▶ **WORK TO DO**: Copy the lines of the records word for word, starting at the line that contains "[pin] man's suit jacket -- one per line" and ending after the line that contains "[pin] wrought iron gate -- one per line".

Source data

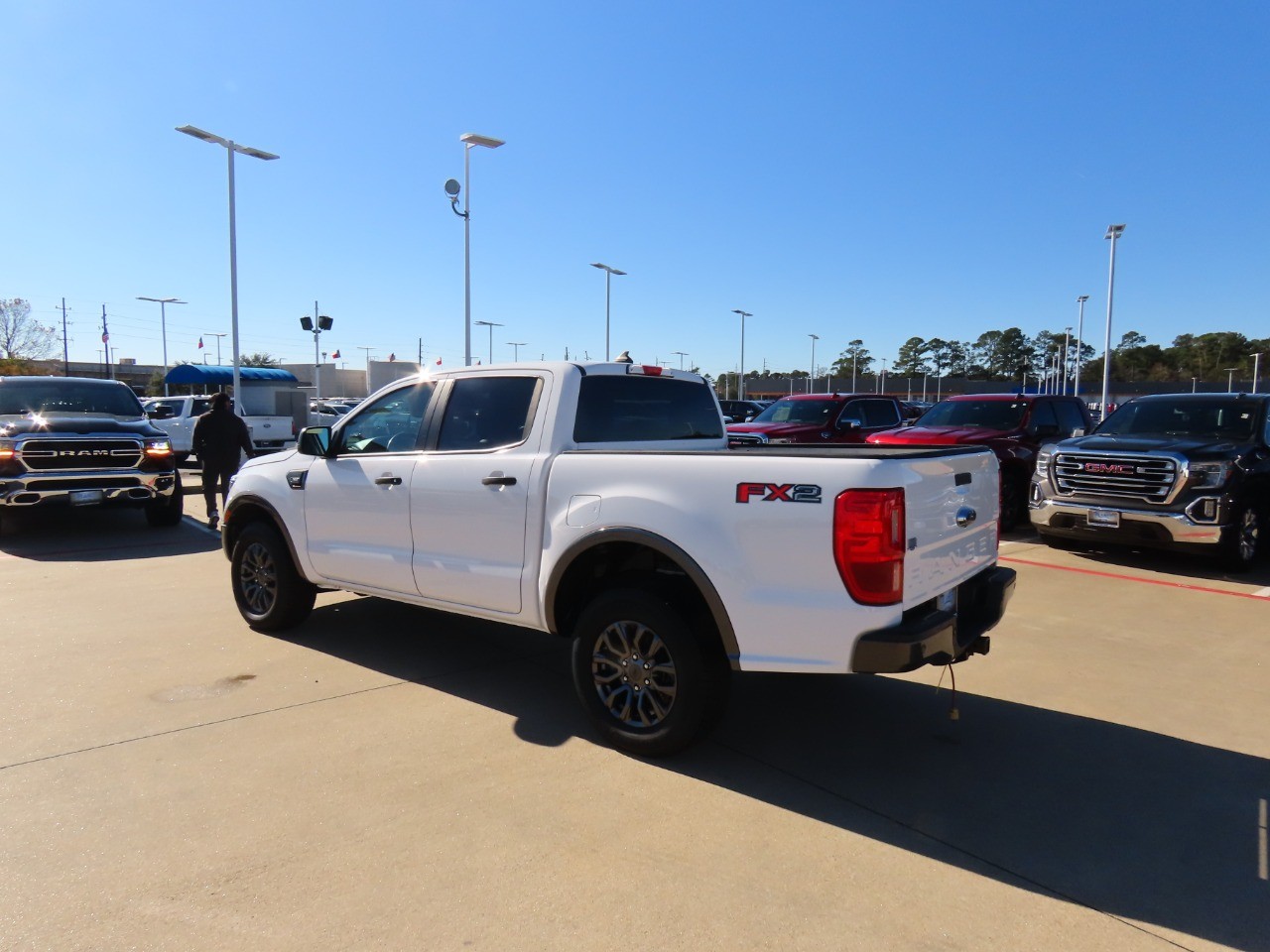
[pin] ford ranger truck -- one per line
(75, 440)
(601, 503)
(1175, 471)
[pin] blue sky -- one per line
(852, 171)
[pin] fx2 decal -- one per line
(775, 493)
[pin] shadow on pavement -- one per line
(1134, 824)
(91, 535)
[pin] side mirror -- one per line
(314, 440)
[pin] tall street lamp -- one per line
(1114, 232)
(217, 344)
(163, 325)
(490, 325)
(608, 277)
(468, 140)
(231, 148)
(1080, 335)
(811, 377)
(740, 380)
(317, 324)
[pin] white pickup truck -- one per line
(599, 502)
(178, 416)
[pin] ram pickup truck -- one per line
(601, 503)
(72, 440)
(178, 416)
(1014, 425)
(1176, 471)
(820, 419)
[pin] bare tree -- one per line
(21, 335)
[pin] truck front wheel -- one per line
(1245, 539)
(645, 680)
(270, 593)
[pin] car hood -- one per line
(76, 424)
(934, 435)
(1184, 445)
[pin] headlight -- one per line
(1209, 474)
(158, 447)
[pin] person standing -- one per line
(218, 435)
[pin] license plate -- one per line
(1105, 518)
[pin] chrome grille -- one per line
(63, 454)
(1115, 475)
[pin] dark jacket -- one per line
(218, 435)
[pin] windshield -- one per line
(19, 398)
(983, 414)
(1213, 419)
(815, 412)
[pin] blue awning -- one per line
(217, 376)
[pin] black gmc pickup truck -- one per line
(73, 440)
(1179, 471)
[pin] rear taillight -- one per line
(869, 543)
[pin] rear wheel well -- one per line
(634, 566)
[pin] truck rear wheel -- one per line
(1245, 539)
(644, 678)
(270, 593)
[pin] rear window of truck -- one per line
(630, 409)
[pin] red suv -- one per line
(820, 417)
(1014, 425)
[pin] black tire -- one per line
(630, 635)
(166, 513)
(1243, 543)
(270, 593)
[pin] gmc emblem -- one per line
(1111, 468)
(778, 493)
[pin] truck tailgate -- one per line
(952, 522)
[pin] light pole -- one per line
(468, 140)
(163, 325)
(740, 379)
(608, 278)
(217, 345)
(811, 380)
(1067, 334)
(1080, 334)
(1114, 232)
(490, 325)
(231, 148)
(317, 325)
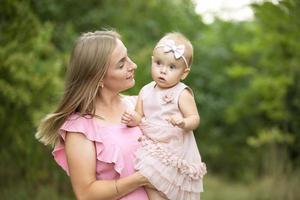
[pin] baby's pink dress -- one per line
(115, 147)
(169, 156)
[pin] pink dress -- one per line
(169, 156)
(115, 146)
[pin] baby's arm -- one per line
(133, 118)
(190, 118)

* * *

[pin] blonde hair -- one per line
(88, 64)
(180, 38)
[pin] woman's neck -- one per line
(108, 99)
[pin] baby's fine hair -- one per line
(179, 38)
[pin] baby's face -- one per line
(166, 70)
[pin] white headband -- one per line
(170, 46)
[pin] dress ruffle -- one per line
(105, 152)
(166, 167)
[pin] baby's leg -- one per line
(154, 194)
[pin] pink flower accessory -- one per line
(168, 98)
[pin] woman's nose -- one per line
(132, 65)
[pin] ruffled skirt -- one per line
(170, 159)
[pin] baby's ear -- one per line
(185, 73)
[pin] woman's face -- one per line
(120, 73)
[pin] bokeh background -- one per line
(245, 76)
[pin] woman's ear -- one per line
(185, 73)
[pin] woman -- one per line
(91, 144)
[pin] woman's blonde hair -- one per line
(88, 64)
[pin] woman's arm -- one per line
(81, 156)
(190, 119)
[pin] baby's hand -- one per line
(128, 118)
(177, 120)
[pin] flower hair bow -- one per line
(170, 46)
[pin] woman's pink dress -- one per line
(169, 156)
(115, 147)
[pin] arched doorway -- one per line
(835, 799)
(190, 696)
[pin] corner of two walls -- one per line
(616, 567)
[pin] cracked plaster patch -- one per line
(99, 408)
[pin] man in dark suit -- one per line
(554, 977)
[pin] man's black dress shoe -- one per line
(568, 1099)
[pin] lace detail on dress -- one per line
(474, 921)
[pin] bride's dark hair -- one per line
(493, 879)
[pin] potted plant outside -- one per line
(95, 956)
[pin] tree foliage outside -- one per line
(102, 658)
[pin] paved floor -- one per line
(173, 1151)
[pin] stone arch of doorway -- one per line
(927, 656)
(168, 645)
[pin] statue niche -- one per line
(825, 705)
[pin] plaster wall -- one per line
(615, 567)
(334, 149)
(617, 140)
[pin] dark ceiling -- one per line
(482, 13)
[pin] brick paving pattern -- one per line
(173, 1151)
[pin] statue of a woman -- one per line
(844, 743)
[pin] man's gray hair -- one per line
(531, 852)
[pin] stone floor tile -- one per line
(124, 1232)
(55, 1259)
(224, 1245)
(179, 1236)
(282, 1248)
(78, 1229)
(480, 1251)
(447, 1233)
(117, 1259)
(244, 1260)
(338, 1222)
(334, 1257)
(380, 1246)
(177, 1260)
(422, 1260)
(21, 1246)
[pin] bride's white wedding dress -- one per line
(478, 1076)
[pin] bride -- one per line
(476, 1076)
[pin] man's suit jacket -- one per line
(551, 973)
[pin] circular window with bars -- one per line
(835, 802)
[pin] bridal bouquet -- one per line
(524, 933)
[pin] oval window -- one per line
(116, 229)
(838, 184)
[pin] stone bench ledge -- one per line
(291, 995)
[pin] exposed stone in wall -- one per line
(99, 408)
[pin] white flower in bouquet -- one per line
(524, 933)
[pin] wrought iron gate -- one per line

▶ **PROBLEM SOLUTION**:
[pin] man's suit jacket -- one per line
(551, 973)
[pin] circular window with bars -- one per line
(835, 802)
[pin] bridal bouquet -- one per line
(524, 933)
[pin] oval window -- one per line
(116, 229)
(838, 184)
[pin] stone bench ledge -- one per line
(291, 995)
[pin] exposed stone in wall -- one per line
(99, 408)
[pin] white flower in bouquet -- one per line
(524, 933)
[pin] wrought iron gate -- one per line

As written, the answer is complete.